+++ Given data

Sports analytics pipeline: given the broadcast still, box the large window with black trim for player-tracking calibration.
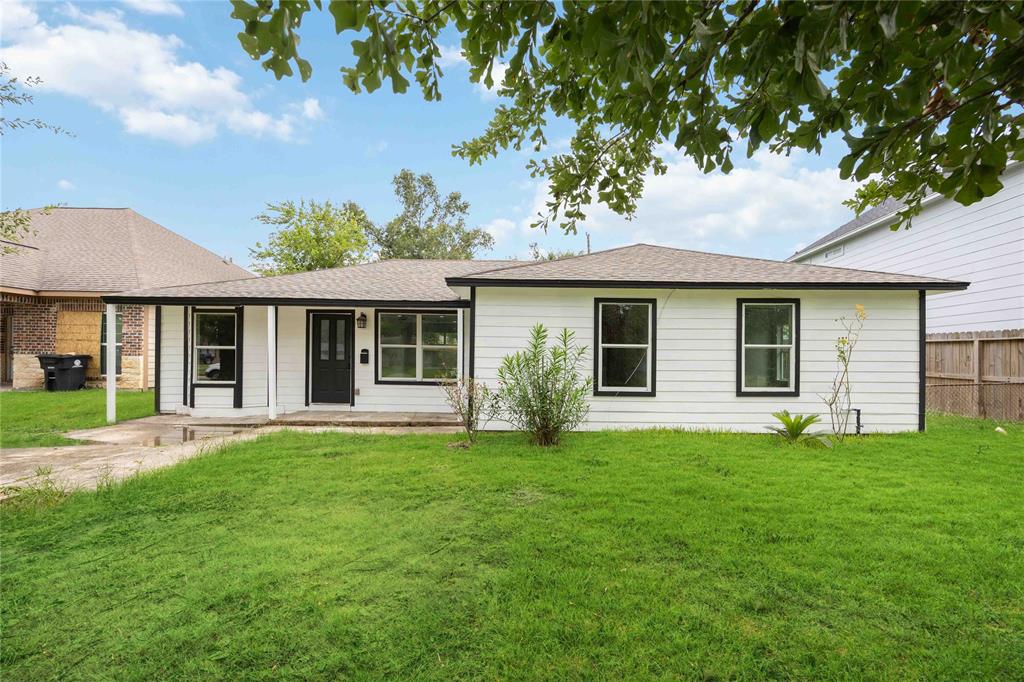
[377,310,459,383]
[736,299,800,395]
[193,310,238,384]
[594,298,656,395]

++++++
+++ Given data

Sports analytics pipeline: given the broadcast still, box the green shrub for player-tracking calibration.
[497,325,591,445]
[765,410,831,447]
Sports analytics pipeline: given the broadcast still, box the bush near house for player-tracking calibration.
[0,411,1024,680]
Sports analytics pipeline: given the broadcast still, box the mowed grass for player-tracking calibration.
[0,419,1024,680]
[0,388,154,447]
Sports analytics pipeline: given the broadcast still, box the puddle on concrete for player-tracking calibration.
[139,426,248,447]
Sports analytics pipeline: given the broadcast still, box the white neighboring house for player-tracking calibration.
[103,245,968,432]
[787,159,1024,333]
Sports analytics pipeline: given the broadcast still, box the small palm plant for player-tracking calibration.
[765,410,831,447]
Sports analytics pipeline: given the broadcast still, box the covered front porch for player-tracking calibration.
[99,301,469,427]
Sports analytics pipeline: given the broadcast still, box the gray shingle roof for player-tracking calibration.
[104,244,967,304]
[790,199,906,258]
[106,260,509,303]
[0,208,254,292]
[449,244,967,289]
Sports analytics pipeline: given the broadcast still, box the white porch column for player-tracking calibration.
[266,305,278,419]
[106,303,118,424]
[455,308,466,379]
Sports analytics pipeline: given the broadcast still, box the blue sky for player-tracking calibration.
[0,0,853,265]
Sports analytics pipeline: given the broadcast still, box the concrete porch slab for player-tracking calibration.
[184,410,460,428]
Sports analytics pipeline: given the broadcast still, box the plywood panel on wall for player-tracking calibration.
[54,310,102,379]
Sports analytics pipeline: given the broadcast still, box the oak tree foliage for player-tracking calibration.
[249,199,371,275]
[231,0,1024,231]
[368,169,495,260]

++++++

Rewrite the listing, beginning at the line that has "foliage for player-tracking calibration." and stopping after the line that has "[368,169,495,260]". Replace "oak tree foliage" with "tree canopy" and keep everything else the same.

• Complete output:
Sports analytics pipeline: given the broadcast still, box the tree canopy for player-tracking calibration.
[249,199,371,275]
[231,0,1024,231]
[368,169,495,260]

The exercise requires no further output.